* Begin Quoted text *

Taken 2 Movie Review

Monday, October 08, 2012



After the mind blowing and insanely action packed action thriller Taken  became a worldwide sensation, much of it thanks to breathless action scenes and the embodiment of a warrior like Liam Neeson , a sequel was all but inevitable. Neeson was back on board, Maggie Grace  and Famke Janssen  go with him this time.

Let’s flashback with Taken,(Let me tell you that if you haven’t seen Taken, then go watch it first before you watch Taken 2 so that you won’t get baffled with the next movie) Bryan, a retired CIA agent, went to Paris to save his daughter Kim (Maggie Grace), abducted by white-slave traders. In the sequel, directed by Olivier Megaton from a script by Robert Mark Kamen and producer Luc Beson, Murad (Rade Serbedzija), father of the gang leader whom Bryan had hunted down and killed, swears a mission of vengeance on behalf of his son and all the grieving widows, mothers and orphans in the Albanian underworld. Learning that Bryan has invited Kim and her mother Lenore or Lennie (Famke Janssen) for a family-rehab vacation in Istanbul, Murad kidnaps Bryan and Lenore, while the frazzled but resourceful Kim escapes another covey of killers in the hotel and combs the city to find her parents.


It was established in the first movie that Bryan was divorced from Lenore and deeply possessive of Kim — so much that it appears like Neeson is stalking Kim every minute of the day. 3 years later, he gives a neck-swivel of suspicion when Lennie tells him that Kim has a boyfriend. (Kim must be in her early twenties by now; the actress who plays her is 29.) To Bryan, any guy who snuggles with his daughter is automatically in the pedophile category. He won’t even let the young woman drive the family car. “I’d rather do it myself,” he tells Kim. “I’m a little obsessive that way.” He does a double check over the guy and instantly new where he lives.

* End Quoted text *

- Written request
Carry on the Taken 2 movie review from its last sentence, in the same voice.

* Begin Recorded information *

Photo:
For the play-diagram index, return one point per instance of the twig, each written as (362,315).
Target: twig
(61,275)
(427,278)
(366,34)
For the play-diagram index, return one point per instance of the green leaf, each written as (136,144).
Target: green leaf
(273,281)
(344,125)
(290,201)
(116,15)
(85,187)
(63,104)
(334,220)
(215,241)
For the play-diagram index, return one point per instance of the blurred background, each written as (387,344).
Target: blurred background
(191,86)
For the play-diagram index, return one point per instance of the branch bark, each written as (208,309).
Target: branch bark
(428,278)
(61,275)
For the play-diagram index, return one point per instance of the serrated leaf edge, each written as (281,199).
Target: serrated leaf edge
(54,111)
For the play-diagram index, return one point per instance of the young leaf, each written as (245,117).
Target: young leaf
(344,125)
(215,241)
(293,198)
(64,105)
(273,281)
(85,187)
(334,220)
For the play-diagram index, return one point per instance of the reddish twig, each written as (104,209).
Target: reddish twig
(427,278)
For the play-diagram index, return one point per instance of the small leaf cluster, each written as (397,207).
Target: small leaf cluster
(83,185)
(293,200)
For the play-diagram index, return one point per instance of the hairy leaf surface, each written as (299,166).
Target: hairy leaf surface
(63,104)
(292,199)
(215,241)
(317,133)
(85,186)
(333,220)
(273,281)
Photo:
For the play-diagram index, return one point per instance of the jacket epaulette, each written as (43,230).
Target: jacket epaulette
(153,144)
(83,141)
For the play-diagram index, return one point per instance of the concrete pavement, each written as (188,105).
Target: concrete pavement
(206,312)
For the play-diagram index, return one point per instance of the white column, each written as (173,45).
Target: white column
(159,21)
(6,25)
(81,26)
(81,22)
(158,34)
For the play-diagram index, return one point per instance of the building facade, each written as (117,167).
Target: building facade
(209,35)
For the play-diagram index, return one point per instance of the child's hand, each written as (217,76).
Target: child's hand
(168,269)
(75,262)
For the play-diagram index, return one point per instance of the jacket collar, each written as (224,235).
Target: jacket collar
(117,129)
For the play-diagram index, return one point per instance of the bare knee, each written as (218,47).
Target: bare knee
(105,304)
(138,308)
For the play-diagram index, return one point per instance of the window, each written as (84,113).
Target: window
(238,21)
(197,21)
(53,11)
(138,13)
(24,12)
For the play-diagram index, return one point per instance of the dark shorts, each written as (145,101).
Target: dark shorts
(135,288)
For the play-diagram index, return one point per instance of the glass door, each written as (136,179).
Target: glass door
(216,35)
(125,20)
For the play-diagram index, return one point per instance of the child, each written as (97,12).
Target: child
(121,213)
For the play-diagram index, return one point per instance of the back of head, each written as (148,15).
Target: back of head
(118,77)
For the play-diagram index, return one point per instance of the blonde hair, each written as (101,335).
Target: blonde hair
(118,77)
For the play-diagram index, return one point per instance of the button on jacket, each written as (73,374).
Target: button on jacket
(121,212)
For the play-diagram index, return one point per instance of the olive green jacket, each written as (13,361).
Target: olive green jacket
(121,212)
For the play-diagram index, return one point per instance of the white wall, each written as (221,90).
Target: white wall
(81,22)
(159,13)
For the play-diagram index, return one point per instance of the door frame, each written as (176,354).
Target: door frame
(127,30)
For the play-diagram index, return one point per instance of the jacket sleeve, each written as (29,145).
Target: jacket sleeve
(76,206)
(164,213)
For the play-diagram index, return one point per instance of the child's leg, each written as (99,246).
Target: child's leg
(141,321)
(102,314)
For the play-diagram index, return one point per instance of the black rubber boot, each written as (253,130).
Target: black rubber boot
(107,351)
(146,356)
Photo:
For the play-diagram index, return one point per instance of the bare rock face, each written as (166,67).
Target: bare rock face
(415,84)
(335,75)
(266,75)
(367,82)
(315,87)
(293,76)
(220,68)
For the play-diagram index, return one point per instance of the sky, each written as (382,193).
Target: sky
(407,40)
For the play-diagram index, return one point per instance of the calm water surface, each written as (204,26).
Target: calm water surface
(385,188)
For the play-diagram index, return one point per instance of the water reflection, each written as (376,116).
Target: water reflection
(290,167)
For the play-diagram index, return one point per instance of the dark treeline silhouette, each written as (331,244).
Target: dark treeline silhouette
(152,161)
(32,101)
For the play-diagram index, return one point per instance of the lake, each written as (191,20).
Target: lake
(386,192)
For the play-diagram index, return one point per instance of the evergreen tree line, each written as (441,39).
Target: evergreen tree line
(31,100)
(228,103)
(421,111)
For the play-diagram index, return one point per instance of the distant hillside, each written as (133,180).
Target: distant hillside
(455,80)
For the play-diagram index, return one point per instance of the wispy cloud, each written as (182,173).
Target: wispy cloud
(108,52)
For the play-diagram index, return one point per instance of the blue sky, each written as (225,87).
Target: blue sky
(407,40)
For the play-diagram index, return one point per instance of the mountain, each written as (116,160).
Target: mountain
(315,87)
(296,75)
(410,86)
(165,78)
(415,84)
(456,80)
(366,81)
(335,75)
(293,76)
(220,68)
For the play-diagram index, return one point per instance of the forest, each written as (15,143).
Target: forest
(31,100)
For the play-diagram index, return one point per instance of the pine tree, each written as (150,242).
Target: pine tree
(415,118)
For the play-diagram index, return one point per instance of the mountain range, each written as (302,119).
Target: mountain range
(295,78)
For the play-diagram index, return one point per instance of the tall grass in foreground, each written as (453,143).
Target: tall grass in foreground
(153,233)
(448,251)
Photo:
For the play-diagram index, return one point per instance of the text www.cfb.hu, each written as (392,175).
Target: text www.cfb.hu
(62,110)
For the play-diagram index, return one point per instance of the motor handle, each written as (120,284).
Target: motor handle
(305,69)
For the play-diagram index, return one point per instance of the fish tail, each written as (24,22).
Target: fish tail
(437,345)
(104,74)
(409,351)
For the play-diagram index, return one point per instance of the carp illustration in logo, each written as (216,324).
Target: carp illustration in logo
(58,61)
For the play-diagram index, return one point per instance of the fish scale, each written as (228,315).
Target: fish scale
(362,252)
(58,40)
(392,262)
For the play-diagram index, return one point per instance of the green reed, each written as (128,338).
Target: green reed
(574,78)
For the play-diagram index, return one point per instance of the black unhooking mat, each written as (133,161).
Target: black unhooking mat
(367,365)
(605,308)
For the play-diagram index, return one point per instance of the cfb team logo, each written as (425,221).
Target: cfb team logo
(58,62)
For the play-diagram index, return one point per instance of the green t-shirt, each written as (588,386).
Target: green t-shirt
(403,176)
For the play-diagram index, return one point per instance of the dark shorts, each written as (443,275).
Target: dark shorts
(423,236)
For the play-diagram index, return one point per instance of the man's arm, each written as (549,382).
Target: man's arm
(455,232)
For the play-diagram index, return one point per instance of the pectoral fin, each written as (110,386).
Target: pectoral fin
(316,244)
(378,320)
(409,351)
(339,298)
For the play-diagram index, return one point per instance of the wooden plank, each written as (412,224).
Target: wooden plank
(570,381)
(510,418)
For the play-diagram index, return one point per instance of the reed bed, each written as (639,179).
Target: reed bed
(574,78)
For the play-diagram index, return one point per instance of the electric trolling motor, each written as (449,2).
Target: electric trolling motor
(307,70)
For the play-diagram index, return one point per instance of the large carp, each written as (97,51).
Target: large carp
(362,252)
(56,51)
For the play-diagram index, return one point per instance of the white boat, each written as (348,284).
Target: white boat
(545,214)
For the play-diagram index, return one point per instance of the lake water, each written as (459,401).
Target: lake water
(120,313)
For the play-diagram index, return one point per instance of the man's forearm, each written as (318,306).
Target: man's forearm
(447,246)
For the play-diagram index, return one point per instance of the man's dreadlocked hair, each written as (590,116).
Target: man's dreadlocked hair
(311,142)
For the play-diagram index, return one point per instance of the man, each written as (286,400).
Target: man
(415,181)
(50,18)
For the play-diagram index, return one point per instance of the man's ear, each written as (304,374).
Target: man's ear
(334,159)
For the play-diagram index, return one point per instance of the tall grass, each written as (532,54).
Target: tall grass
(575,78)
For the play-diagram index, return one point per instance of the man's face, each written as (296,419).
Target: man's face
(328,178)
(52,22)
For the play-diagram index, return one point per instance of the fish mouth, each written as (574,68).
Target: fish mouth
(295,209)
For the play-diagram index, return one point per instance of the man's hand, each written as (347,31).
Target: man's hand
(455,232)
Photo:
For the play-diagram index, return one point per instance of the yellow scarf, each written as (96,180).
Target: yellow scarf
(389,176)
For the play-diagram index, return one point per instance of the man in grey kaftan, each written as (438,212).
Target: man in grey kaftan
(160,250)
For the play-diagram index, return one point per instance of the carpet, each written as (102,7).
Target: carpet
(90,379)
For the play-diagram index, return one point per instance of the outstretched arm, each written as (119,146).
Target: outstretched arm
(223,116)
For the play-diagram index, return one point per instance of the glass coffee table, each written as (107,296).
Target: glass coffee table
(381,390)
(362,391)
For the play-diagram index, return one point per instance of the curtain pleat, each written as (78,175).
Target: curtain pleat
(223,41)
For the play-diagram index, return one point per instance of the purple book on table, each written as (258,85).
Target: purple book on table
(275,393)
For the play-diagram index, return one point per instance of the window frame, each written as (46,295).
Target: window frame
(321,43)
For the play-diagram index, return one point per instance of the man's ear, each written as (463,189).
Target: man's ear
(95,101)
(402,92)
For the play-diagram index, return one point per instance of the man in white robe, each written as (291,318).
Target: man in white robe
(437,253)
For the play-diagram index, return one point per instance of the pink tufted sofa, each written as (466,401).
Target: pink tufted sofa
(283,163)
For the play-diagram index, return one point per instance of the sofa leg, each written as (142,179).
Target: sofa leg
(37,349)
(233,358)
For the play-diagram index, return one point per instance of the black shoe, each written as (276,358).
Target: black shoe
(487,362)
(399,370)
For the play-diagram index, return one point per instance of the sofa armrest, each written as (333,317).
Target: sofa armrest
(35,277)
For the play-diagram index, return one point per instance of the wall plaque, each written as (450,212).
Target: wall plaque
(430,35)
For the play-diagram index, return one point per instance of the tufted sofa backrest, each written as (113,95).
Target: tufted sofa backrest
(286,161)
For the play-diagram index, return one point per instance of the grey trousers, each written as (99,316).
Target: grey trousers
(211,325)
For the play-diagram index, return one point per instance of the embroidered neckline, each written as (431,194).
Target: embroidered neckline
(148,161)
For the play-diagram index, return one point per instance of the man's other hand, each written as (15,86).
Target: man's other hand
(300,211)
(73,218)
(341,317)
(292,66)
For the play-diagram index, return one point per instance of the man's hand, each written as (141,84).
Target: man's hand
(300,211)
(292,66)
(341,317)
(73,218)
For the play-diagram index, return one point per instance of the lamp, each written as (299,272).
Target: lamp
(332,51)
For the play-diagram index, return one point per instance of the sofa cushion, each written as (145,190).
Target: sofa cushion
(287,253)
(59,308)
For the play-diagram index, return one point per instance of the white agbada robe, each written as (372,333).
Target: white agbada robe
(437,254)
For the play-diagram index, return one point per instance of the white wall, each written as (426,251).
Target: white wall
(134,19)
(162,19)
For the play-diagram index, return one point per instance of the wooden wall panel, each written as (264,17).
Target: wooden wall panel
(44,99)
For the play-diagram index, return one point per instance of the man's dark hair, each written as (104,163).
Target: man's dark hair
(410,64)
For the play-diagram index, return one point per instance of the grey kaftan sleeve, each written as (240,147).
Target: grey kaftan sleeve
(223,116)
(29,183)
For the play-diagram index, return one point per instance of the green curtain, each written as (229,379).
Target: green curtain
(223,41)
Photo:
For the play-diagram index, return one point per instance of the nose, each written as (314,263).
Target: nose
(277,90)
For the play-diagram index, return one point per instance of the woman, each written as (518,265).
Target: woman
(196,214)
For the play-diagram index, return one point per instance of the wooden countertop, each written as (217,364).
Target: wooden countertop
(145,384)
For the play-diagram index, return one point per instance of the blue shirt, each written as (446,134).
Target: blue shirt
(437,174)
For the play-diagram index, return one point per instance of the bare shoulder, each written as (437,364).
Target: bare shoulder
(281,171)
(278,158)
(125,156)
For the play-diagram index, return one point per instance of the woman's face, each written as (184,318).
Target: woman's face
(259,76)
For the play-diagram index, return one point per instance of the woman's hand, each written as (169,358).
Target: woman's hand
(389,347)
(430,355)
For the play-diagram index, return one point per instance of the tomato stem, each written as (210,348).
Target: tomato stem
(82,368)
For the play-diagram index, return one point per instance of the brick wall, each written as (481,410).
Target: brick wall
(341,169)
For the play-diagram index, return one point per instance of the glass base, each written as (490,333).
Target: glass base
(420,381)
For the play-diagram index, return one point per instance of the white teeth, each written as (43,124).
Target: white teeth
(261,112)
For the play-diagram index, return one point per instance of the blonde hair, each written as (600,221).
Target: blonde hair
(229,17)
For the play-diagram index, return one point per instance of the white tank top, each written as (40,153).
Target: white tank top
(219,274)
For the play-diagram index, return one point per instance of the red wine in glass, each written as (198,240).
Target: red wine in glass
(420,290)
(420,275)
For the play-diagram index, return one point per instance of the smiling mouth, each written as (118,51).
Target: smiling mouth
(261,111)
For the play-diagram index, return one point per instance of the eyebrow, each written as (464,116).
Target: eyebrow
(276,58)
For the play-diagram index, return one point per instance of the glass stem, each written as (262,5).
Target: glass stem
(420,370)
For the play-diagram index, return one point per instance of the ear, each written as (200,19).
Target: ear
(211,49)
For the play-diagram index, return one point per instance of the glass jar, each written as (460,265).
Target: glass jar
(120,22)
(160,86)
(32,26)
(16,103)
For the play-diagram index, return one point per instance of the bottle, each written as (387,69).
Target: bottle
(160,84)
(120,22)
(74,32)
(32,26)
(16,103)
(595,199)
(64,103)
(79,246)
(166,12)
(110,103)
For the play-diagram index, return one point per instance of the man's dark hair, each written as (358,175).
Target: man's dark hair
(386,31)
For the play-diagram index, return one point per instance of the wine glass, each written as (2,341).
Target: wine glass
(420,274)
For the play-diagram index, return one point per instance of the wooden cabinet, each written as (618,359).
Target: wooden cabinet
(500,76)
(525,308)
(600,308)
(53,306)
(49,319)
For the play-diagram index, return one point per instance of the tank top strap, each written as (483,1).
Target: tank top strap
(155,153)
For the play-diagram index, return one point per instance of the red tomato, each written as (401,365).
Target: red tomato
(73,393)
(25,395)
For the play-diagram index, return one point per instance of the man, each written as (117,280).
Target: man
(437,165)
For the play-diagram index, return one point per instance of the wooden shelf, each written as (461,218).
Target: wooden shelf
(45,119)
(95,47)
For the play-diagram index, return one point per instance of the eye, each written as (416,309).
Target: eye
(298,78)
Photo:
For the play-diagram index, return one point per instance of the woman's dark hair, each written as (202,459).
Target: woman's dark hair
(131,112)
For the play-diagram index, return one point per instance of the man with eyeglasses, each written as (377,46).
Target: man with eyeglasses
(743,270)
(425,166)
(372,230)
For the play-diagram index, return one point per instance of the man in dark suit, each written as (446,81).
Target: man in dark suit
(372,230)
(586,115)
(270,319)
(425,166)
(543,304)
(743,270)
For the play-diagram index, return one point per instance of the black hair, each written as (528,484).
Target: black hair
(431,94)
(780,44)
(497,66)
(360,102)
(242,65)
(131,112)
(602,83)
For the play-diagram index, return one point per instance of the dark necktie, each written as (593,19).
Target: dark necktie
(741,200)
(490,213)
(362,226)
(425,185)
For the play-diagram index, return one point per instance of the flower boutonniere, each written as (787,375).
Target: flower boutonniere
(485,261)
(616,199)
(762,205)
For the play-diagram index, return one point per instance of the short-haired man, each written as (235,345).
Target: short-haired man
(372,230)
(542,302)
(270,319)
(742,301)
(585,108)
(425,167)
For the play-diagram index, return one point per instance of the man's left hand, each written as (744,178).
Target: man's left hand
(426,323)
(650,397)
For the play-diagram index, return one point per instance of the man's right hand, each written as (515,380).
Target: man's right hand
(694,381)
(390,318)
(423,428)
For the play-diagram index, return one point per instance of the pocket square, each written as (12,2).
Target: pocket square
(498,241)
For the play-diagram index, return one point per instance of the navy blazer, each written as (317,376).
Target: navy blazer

* End Recorded information *

- Answer for the task
This father is a lot obsessive in every way; perhaps it’s because of a secret-service career. So the forward movement of Taken 2, aside from doubling the number of kidnap victims, is in Bryan’s trusting Kim enough to save his and Lennie’s lives — including insisting that she steer a stolen taxi through Turkish traffic while he fires away at the Albanians behind them. When she desperately demurs, he asks, “Do you know how to shoot?” “No.” “Then drive.”


By the end of Taken 2, Bryan has virtually erased the bad guy population of Istanbul, and stir up sufficient remorse and revenge back in Albania to assure the inevitable Taken 3. Yes, there will be Taken 3 and I hope it will be more action packed and breathless scenes.


For me, Liam Neeson looks younger as the movie goes on, as if he and Bryan were energized by mortal danger. He taken on every action-packed scenes with less effort than any action star I can imagine.  His recent action films were great and he should keep making them, to prove to his older admirers and other actors at the same age that, for a certain Irish action star, life begins at 60 and I totally believe he is a living legend. 

Watch the trailer here:


I totally recommend you to watch this film, two-thumbs up! :-)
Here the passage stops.